• OBJECTIVE
Render the records below as a two-column CSV with columns named instruction and points, one row per record holding its text and its points, each in a double-quoted field with line breaks replaced by spaces. Leave the pictures out.

===

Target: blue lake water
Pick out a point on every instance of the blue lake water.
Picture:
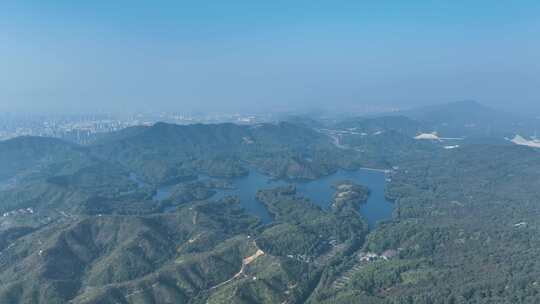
(319, 191)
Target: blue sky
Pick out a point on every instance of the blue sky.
(264, 55)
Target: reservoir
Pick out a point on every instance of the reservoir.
(319, 191)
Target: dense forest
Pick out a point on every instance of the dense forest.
(85, 224)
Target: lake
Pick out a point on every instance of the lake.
(319, 191)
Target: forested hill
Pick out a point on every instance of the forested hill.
(86, 224)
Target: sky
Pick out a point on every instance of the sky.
(279, 55)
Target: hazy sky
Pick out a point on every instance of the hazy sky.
(66, 55)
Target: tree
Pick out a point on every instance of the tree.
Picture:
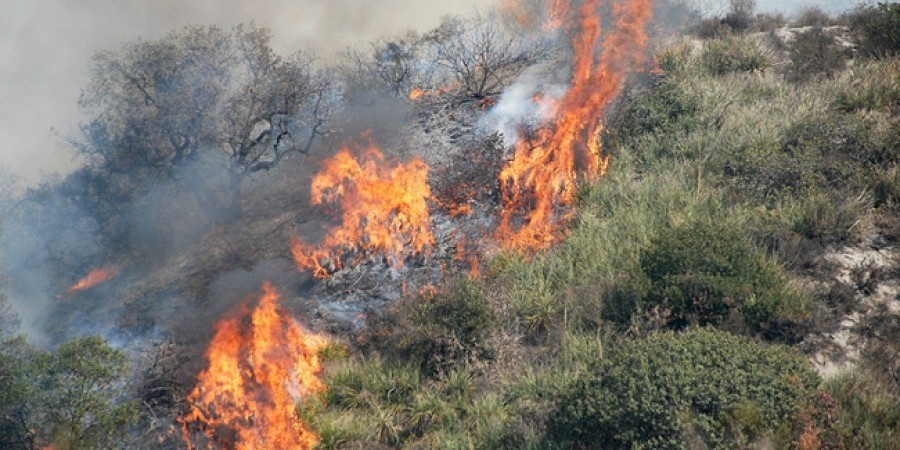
(669, 389)
(156, 105)
(82, 386)
(481, 57)
(16, 393)
(394, 65)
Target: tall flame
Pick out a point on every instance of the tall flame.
(385, 211)
(539, 183)
(258, 371)
(93, 279)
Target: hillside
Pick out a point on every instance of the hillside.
(556, 226)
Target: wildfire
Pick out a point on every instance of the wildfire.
(539, 183)
(385, 211)
(258, 370)
(416, 94)
(94, 278)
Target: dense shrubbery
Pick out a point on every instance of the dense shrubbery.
(878, 27)
(722, 56)
(703, 273)
(706, 385)
(814, 54)
(71, 398)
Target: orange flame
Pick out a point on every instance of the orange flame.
(258, 371)
(93, 279)
(385, 211)
(416, 94)
(539, 183)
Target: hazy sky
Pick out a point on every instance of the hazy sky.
(46, 45)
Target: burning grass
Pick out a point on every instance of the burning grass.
(261, 363)
(540, 182)
(384, 211)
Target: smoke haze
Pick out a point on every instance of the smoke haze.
(46, 46)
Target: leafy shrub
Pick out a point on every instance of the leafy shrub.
(81, 387)
(813, 16)
(712, 28)
(814, 54)
(723, 56)
(16, 391)
(871, 86)
(651, 393)
(448, 328)
(878, 27)
(740, 16)
(702, 274)
(660, 110)
(867, 411)
(829, 218)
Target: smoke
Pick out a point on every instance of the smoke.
(46, 45)
(527, 103)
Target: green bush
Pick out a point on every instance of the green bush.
(82, 395)
(703, 273)
(660, 110)
(661, 391)
(813, 16)
(16, 393)
(867, 411)
(870, 86)
(730, 55)
(878, 28)
(813, 55)
(448, 329)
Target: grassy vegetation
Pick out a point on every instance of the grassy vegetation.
(729, 178)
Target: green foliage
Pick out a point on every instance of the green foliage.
(868, 412)
(16, 393)
(650, 393)
(448, 328)
(370, 402)
(878, 27)
(730, 55)
(81, 386)
(702, 273)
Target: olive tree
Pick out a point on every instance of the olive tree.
(153, 106)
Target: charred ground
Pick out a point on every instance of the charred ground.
(731, 282)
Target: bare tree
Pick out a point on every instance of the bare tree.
(155, 105)
(394, 65)
(481, 57)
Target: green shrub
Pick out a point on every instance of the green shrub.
(660, 110)
(730, 55)
(867, 411)
(82, 395)
(812, 16)
(870, 86)
(655, 392)
(448, 329)
(712, 28)
(703, 273)
(16, 393)
(813, 55)
(878, 28)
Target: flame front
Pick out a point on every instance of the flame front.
(385, 211)
(93, 279)
(539, 184)
(258, 371)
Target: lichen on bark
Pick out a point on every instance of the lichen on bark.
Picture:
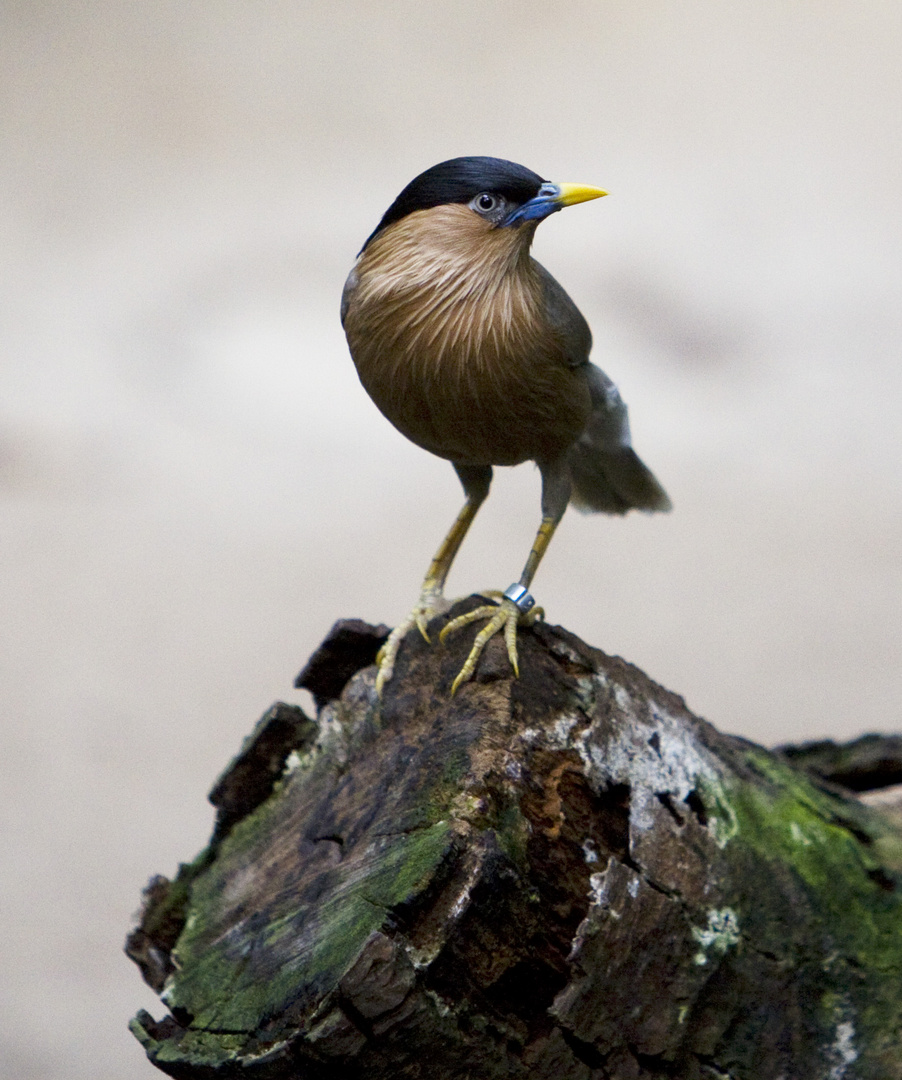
(565, 875)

===

• RESPONSE TO THE TASK
instruction,points
"Target: blue lake water Pick out a point on every instance of the blue lake water. Picture:","(319, 191)"
"Target: blue sky Pick out a point on every instance of the blue sky.","(264, 55)"
"Target: reservoir Pick out a point on every instance of the reservoir.","(319, 191)"
"Target: dense forest Pick out a point on every instance of the dense forest.","(85, 224)"
"Target: lake Pick out a point on every instance of the lake.","(319, 191)"
"Target: forested hill Pick out a point on every instance of the forested hill.","(86, 224)"
"Target: sky Pick out a point on every instance of the sky.","(279, 55)"
"Target: hazy sky Pick out a point on every instance of the hazy sky.","(66, 55)"
"Target: tree Pick out a point on every instance of the tree. Picture:","(669, 389) (156, 105) (82, 386) (481, 57) (16, 393) (394, 65)"
"Target: tall flame Pick out a point on every instance of the tall flame.","(385, 211) (539, 183) (258, 371) (93, 279)"
"Target: hillside Pick out a point on every instance of the hillside.","(556, 226)"
"Target: wildfire Pick out a point on every instance of the wildfire.","(539, 183) (385, 211) (258, 370) (416, 94) (94, 278)"
"Target: dense shrubbery Pick out a point on every instance of the dense shrubbery.","(878, 27) (722, 56) (703, 273) (706, 385) (814, 54) (71, 398)"
"Target: orange flame Pick out a point on every instance of the orange flame.","(258, 371) (93, 279) (385, 211) (416, 94) (539, 183)"
"Target: hazy sky Pick out a point on every instance of the hazy sky.","(46, 45)"
"Target: burning grass Pick out a point on every instance of the burning grass.","(261, 363) (540, 182) (384, 211)"
"Target: smoke haze Pick out a point on every instance of the smoke haze.","(46, 46)"
"Target: leafy shrub Pick out a point on every instance of the leafy shrub.","(81, 387) (813, 16) (712, 28) (814, 54) (723, 56) (16, 391) (871, 86) (651, 393) (448, 328) (878, 27) (740, 16) (702, 274) (660, 110) (867, 411) (829, 218)"
"Target: smoke Pick out a point on every instance of the smoke.","(46, 45) (527, 103)"
"Target: green bush Pick out a point on every instance of the green bush.","(82, 395) (703, 273) (660, 110) (661, 391) (813, 16) (16, 393) (867, 411) (870, 86) (730, 55) (878, 28) (813, 55) (448, 329)"
"Target: grassy vegetation Pick out a point on every instance of the grassy vegetation.","(729, 178)"
"Target: green foliage Pick out a point on every instance of the green foliage.","(868, 412) (16, 393) (650, 393) (448, 328) (370, 402) (878, 27) (730, 55) (81, 386) (702, 273)"
"Target: olive tree Pick out a point on every instance of the olive tree.","(153, 106)"
"Target: charred ground Pick out a point on every instance of the charred ground.","(731, 282)"
"Target: bare tree Pick out a point on every instance of the bare tree.","(155, 105) (394, 65) (481, 57)"
"Target: green shrub Pick out a point on every instance of the green shrub.","(660, 110) (730, 55) (867, 411) (82, 395) (812, 16) (870, 86) (655, 392) (448, 329) (712, 28) (703, 273) (16, 393) (813, 55) (878, 28)"
"Target: flame front Pick out a point on every instance of the flame front.","(385, 211) (93, 279) (539, 184) (258, 371)"
"Target: lichen on bark Pick out a point on every instance of the lichen on bark. Picture:","(565, 875)"